It's a cover-up

Oct 24, 2001 at 12:00 am

You don’t know what you’ve got till it’s gone, and what’s gone is my peripheral vision. My balance and mobility keep threatening to leave too. With all these things on shaky ground, my confidence is disappearing. All of me is.

I’m not drunk. These elements are evaporating because I’m wearing a burqa, the head-to-toe shroud (not to be confused with the headscarf some Muslim women wear) that is the only apparel Afghan women are allowed in public since the Taliban seized power there five years ago and instituted gender apartheid, effectively making the country a sex-based prison camp.

The camp uniform I’m wearing belongs to Matt and Leann Drury, who bought it some time ago out of interest in such an authentic ethnic costume. I want to see what it’s like to maneuver under this handicap and to see how many times, under Taliban law, my normal behavior — even under the veil — would make me a candidate for arrest, stoning, beating or death, all because I’m a girl.

Before I even start, I’m in trouble: I’m doing this for work and Afghan women are not allowed to work. Plus, Matt initially brought the burqa over to my house by himself; since we’re not married or related, I shouldn’t be alone in his company. My socks are important, since I could be brutally beaten for showing an ankle. My sneakers are silent — women’s footsteps aren’t allowed to be heard — but they’re white, and that’s forbidden. The constant small defeats add up until trying seems pointless, and this is just a pretend situation; if I make these mistakes, no one is going to jail, kill or assault me for it. But this is what Afghan women, who used to enjoy much greater freedom, were suddenly saddled with when the Taliban rose up.

The invisible woman

It’s hotter than hell under here, and the heavy cloth hanging over my mouth makes breathing uneasy. The eye holes aren’t even as good as the kind in a cheap Halloween mask; they’re covered with a screen, which offers a hazy, forward-only view. I can hear cars but have to turn to see them and could easily step in front of one. (Sick or injured Afghan women are not allowed to be seen by a male physician, and only a few female doctors are allowed to provide care.) When I try leaving the house, the trailing cloth gets caught in the front door. In minutes I’m verging on an anxiety attack from the claustrophobic frustration of not being able to move, breathe or see in this cloth coffin.

Direction:
How would you sum up the text on wearing a burqa in two sentences? The lines after this point are separate material that has no connection to the text.

Entries from an annotation dataset:
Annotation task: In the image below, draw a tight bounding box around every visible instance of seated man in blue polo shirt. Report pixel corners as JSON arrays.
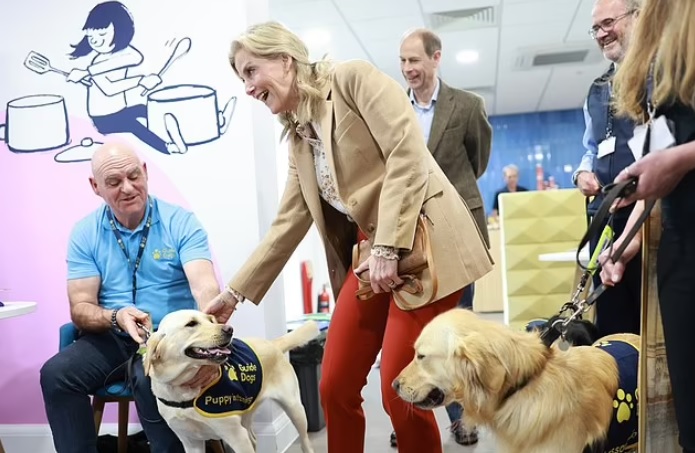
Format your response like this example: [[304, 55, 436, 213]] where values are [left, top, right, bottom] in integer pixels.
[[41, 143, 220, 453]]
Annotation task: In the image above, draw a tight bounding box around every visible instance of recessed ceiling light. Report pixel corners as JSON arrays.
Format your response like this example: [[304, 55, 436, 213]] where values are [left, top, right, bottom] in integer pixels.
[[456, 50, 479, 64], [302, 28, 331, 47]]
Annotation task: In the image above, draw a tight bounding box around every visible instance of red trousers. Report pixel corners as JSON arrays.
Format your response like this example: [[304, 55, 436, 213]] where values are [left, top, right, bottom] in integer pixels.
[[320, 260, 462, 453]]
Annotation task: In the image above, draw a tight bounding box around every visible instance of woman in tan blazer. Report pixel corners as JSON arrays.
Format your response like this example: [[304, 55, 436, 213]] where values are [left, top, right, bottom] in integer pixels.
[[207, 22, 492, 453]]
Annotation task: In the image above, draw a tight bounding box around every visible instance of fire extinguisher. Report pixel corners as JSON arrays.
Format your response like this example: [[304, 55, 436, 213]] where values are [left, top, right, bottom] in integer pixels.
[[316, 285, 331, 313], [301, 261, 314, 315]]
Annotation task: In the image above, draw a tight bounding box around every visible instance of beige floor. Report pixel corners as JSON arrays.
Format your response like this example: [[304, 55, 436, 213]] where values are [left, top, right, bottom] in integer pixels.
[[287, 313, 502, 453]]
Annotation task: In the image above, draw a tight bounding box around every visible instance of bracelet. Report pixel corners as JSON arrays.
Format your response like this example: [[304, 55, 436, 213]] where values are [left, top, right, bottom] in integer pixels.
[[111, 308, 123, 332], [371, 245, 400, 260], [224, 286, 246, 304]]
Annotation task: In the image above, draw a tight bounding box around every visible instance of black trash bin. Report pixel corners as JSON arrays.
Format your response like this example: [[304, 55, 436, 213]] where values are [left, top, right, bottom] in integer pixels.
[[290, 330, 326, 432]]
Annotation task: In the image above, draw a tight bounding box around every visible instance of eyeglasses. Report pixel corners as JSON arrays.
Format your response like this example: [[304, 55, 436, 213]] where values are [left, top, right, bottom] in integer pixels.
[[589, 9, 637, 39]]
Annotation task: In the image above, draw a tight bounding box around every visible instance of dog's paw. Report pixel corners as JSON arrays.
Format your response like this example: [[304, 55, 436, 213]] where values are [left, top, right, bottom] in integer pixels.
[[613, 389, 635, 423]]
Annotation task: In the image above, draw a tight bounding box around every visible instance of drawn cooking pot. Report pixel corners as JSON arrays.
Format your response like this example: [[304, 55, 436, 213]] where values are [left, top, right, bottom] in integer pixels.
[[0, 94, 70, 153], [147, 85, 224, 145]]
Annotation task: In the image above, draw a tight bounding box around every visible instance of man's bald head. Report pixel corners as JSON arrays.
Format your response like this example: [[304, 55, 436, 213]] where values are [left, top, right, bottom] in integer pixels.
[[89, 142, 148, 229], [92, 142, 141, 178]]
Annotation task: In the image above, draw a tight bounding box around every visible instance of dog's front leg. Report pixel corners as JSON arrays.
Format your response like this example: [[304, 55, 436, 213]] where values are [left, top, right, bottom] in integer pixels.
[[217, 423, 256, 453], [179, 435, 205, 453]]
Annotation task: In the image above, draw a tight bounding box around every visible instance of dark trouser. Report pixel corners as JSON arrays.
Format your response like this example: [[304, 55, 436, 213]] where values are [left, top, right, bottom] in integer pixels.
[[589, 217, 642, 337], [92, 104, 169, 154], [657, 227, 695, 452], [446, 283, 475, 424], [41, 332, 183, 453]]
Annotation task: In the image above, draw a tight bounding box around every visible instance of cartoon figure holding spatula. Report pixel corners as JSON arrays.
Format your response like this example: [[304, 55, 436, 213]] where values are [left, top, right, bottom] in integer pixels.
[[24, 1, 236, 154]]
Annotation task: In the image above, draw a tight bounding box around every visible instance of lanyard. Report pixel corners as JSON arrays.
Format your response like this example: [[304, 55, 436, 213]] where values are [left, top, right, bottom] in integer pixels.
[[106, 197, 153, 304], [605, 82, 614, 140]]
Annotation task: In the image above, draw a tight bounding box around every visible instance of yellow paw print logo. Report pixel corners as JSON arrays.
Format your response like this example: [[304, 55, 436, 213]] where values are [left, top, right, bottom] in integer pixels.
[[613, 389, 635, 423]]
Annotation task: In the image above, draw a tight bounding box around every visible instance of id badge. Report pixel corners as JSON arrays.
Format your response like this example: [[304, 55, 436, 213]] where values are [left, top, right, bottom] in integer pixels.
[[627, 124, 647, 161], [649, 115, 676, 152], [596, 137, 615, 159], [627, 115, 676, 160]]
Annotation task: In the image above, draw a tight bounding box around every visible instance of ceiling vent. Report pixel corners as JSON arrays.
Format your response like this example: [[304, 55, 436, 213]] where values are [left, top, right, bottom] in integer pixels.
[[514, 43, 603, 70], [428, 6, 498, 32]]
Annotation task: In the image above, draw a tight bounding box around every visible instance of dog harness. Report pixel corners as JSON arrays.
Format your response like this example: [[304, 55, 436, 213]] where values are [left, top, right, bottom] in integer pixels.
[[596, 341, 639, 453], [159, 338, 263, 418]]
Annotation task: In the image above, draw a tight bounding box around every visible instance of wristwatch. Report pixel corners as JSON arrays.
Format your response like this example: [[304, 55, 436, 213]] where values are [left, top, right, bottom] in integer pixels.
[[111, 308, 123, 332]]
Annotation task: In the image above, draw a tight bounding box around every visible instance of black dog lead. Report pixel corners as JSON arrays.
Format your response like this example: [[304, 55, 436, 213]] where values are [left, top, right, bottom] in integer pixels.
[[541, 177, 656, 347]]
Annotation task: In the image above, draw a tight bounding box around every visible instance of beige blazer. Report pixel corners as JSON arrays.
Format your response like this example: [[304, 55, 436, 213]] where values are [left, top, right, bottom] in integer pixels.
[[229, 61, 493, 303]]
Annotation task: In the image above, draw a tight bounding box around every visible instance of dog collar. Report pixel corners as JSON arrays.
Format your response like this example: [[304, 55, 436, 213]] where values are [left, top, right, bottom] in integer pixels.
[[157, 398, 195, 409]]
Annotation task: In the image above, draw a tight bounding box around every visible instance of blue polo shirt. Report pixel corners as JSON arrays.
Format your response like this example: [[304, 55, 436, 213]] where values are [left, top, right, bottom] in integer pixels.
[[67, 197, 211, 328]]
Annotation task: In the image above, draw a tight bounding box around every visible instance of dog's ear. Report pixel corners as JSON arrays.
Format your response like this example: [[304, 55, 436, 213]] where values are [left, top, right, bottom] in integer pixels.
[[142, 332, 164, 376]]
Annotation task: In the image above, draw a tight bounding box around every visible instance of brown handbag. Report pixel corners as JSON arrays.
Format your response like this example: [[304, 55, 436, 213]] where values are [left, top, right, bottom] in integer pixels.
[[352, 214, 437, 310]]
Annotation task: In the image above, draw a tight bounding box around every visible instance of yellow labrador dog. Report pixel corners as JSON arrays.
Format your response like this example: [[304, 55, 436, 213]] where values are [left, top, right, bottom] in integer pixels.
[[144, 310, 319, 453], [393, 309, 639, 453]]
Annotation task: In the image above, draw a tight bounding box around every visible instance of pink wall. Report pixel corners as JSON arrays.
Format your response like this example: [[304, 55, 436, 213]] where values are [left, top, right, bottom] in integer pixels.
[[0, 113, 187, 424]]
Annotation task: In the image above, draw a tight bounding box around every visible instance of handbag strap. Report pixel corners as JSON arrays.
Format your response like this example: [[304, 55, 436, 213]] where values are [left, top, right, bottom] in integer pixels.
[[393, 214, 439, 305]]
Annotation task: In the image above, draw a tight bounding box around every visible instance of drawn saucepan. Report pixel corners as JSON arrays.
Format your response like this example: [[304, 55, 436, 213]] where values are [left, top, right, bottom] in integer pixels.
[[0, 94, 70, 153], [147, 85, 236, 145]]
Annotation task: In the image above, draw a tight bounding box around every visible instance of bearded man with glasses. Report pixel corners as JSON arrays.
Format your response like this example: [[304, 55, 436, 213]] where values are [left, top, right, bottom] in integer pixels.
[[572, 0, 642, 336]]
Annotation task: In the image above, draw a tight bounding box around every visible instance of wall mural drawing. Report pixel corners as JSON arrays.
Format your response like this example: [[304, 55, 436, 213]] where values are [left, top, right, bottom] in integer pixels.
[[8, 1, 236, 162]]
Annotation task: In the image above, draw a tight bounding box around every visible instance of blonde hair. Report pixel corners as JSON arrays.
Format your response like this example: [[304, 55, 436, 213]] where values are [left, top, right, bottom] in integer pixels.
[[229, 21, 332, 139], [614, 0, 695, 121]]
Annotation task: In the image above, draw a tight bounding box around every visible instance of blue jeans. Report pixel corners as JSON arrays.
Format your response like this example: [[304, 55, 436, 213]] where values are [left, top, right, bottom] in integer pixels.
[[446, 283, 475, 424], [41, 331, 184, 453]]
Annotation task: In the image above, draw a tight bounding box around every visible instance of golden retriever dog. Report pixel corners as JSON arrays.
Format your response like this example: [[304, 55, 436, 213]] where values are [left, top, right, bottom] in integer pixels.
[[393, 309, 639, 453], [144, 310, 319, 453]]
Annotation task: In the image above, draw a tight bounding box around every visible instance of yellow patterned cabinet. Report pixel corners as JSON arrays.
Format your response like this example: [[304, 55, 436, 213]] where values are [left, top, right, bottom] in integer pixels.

Output for this exercise:
The writer puts on a burqa owned by Matt and Leann Drury to learn what moving under it is like and how often ordinary behavior would break Taliban law, which has made it the only apparel Afghan women may wear in public since the Taliban took power five years ago. Under it the writer loses peripheral vision, balance and confidence, finds breathing hard in the heat, and keeps running into small violations, such as doing it for work, being alone with Matt and wearing white sneakers.